To do:
Print the lines of the data below unchanged, from the line containing "box every pectoral" through the line containing "[96,119,303,235]", including both of those lines.

Records for this exercise:

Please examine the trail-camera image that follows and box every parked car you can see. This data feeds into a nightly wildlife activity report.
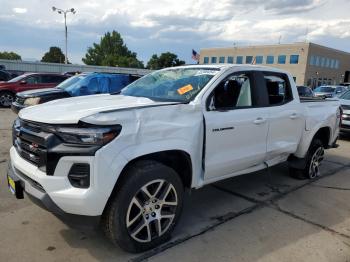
[339,90,350,132]
[297,86,315,97]
[314,85,347,98]
[0,73,68,107]
[339,82,350,90]
[8,65,340,252]
[11,73,139,113]
[0,70,11,82]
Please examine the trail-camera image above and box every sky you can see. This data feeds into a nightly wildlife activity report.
[0,0,350,64]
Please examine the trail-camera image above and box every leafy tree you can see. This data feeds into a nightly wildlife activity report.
[0,51,22,60]
[41,46,65,64]
[147,52,185,70]
[82,31,143,68]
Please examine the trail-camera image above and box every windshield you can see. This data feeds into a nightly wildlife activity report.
[121,68,219,102]
[7,75,27,83]
[340,91,350,100]
[314,86,335,93]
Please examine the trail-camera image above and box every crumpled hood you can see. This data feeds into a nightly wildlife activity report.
[19,94,178,124]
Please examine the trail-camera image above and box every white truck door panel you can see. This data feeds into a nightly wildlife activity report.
[267,103,304,160]
[205,108,268,180]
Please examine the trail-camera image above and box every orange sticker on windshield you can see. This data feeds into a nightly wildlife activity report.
[177,85,193,95]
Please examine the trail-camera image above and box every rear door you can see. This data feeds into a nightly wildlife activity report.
[204,71,269,181]
[259,72,304,164]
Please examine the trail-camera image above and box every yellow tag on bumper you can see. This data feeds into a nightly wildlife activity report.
[177,85,193,95]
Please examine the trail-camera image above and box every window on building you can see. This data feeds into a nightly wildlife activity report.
[335,60,339,69]
[227,56,233,64]
[315,56,320,66]
[331,59,335,68]
[278,55,286,64]
[255,55,264,64]
[310,55,316,65]
[325,58,330,68]
[236,56,243,64]
[266,55,275,64]
[289,55,299,64]
[245,55,253,64]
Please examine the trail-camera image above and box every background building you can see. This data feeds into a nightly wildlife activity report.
[200,43,350,87]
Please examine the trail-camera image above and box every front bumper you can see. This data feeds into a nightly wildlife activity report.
[7,159,101,227]
[11,102,26,114]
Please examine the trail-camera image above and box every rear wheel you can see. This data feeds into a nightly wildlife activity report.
[0,91,15,107]
[290,139,324,179]
[103,161,183,252]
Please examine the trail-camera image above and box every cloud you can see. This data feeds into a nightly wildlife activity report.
[12,7,27,14]
[0,0,350,62]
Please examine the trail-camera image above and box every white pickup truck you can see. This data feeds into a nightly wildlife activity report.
[8,65,341,252]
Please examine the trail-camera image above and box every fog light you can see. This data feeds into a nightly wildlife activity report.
[68,163,90,188]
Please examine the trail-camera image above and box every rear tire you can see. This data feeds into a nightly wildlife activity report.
[0,91,15,107]
[102,160,184,253]
[289,138,324,179]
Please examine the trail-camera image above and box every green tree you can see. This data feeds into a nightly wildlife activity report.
[0,51,22,60]
[82,31,143,68]
[41,46,65,64]
[147,52,185,70]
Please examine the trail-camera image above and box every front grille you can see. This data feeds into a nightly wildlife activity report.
[13,120,52,171]
[16,96,26,105]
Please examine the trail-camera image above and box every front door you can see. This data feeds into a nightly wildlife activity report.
[204,72,269,180]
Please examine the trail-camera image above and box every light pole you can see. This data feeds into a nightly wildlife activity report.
[52,6,76,64]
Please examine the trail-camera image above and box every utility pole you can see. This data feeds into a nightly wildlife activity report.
[52,6,76,64]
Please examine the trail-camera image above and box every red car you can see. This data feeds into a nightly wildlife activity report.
[0,73,69,107]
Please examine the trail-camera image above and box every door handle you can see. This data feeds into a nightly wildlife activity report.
[254,117,266,125]
[289,113,298,119]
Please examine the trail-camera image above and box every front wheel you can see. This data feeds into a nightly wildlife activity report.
[103,161,183,253]
[290,139,324,179]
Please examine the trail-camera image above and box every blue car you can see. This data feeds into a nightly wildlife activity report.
[11,73,140,113]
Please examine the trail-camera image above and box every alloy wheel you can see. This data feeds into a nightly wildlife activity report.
[126,179,178,243]
[0,93,13,107]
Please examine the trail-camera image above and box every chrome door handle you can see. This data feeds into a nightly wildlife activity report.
[254,117,266,125]
[289,113,298,119]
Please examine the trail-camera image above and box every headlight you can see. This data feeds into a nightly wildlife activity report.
[55,125,122,146]
[24,97,40,106]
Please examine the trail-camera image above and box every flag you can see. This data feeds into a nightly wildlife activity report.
[192,49,199,62]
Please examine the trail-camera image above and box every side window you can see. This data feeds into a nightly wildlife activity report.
[209,73,253,110]
[264,72,293,105]
[25,76,41,85]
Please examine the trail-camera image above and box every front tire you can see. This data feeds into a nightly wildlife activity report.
[289,138,324,179]
[103,160,183,253]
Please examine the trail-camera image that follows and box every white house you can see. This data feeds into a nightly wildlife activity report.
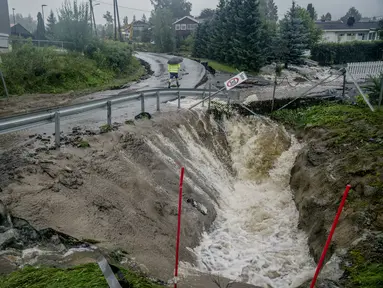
[316,21,379,43]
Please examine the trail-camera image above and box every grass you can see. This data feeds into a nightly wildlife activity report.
[272,104,383,146]
[345,250,383,288]
[0,264,162,288]
[271,104,383,288]
[0,42,145,95]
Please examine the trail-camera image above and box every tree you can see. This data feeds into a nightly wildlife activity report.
[102,11,113,25]
[265,0,278,22]
[340,7,362,23]
[141,28,152,43]
[36,12,45,40]
[347,17,355,26]
[56,0,92,52]
[46,10,57,39]
[9,13,37,33]
[152,8,175,52]
[103,11,114,39]
[297,7,322,49]
[280,1,309,67]
[150,0,192,19]
[378,19,383,40]
[321,12,332,22]
[198,8,215,19]
[233,0,264,71]
[307,3,318,21]
[192,22,209,58]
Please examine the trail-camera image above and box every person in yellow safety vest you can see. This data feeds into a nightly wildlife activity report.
[168,64,181,88]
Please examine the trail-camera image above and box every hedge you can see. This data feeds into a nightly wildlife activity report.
[311,41,383,65]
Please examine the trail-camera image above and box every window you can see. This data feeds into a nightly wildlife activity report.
[368,32,376,40]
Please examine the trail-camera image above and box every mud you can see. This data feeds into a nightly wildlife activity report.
[0,112,231,279]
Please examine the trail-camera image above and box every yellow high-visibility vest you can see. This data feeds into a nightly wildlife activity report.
[168,64,181,73]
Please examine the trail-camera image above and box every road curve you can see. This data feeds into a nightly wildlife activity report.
[1,52,205,135]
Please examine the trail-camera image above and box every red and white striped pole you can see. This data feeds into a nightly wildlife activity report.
[174,167,185,288]
[310,185,351,288]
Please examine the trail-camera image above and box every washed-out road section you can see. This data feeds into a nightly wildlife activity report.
[0,52,205,134]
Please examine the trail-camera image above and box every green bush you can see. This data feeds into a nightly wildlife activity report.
[0,43,114,95]
[84,40,133,74]
[367,73,383,105]
[311,41,383,65]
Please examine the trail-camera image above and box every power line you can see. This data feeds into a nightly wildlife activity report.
[96,1,152,12]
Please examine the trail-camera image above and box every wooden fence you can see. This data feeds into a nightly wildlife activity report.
[347,61,383,81]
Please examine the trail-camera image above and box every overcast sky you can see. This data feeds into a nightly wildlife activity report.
[8,0,383,24]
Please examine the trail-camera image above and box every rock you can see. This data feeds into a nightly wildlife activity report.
[134,112,152,120]
[297,279,340,288]
[266,271,281,279]
[65,166,73,172]
[375,213,383,229]
[0,229,19,250]
[363,185,379,197]
[293,76,309,83]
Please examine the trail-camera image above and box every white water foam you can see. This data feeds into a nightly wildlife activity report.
[190,118,315,287]
[167,95,227,109]
[146,113,315,288]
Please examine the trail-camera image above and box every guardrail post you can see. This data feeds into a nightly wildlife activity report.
[227,91,233,105]
[141,93,145,113]
[342,71,347,97]
[202,91,206,107]
[0,71,9,99]
[207,83,211,110]
[106,101,112,127]
[55,112,61,148]
[177,91,181,109]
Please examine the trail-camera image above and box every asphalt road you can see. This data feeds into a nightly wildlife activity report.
[3,52,205,135]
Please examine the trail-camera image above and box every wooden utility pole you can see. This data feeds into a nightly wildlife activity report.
[115,0,122,42]
[89,0,97,36]
[113,0,117,41]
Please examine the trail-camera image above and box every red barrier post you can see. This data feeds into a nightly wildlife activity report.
[174,167,185,288]
[310,185,351,288]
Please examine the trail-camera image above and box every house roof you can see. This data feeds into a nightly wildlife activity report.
[173,16,199,25]
[315,21,379,30]
[132,20,149,25]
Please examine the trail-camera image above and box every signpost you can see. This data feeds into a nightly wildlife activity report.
[189,72,247,110]
[225,72,247,90]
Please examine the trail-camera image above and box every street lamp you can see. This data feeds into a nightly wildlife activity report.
[12,8,16,25]
[41,4,48,26]
[90,1,100,36]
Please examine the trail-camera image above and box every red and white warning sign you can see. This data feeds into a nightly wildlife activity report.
[225,72,247,90]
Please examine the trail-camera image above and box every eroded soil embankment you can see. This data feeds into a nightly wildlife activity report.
[0,113,231,280]
[273,104,383,287]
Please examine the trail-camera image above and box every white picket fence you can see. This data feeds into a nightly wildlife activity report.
[347,61,383,81]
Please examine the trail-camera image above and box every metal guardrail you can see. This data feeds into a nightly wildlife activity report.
[0,88,231,146]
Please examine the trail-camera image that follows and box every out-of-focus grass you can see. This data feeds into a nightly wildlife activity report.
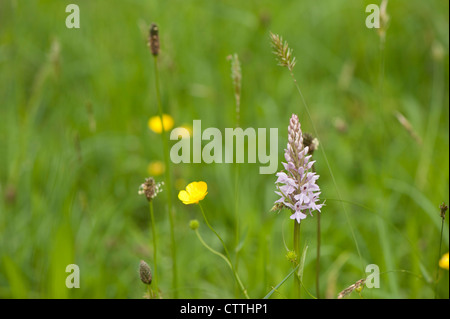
[0,0,449,298]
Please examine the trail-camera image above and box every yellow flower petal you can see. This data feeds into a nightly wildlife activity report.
[439,253,448,270]
[148,114,174,134]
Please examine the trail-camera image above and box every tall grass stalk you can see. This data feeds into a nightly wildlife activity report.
[434,203,448,299]
[294,220,302,299]
[227,53,242,297]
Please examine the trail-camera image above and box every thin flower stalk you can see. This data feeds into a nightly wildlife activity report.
[149,24,178,298]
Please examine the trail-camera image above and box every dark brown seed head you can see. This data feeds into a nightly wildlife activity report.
[148,23,159,56]
[139,260,152,285]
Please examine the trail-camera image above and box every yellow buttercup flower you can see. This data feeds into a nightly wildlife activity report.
[147,161,165,176]
[148,114,173,134]
[178,182,208,205]
[439,253,448,270]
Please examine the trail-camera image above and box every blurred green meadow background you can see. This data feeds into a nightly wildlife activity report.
[0,0,449,298]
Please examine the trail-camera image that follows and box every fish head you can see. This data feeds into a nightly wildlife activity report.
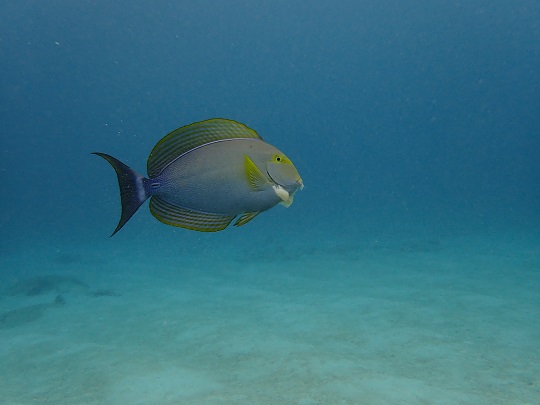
[266,153,304,195]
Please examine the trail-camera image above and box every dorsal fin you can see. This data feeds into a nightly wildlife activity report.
[147,118,262,178]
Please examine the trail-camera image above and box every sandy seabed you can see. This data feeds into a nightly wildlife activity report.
[0,229,540,405]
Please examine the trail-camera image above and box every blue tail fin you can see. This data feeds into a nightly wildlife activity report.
[92,152,150,236]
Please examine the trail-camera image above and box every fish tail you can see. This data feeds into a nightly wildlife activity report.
[92,152,151,236]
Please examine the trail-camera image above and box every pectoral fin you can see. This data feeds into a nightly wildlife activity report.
[244,155,268,191]
[234,212,259,226]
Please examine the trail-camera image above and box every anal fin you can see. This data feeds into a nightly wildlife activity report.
[150,196,234,232]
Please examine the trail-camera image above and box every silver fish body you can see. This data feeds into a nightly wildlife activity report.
[96,119,303,235]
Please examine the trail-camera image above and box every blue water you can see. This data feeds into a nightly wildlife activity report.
[0,0,540,404]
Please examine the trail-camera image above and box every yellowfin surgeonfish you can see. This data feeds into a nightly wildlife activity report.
[94,118,304,236]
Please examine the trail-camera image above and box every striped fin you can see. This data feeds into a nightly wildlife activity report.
[150,196,234,232]
[147,118,262,177]
[234,211,260,226]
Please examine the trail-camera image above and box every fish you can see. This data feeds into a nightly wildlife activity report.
[92,118,304,236]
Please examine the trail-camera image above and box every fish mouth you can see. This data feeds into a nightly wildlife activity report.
[266,170,304,191]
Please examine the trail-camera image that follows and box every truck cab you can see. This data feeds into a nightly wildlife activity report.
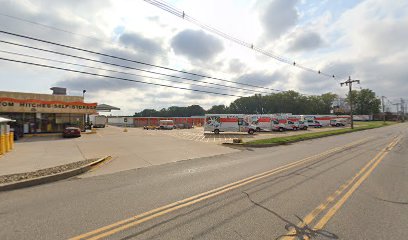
[285,120,299,131]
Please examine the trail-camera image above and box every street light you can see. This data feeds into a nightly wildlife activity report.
[82,89,89,131]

Written reply:
Please examine the trail-camera image above and box every pectoral fin you can see. This data feeds into a nightly wildlife activity report.
[244,155,268,191]
[234,212,259,226]
Please examine the trail-camera image above and box every anal fin you can see. This data feeds into a nightly wildlife activity report.
[150,196,234,232]
Please examine the trail-camera image above and box every silver fish body you can see. This data feeds into a nightly wildlife activity report.
[96,119,303,235]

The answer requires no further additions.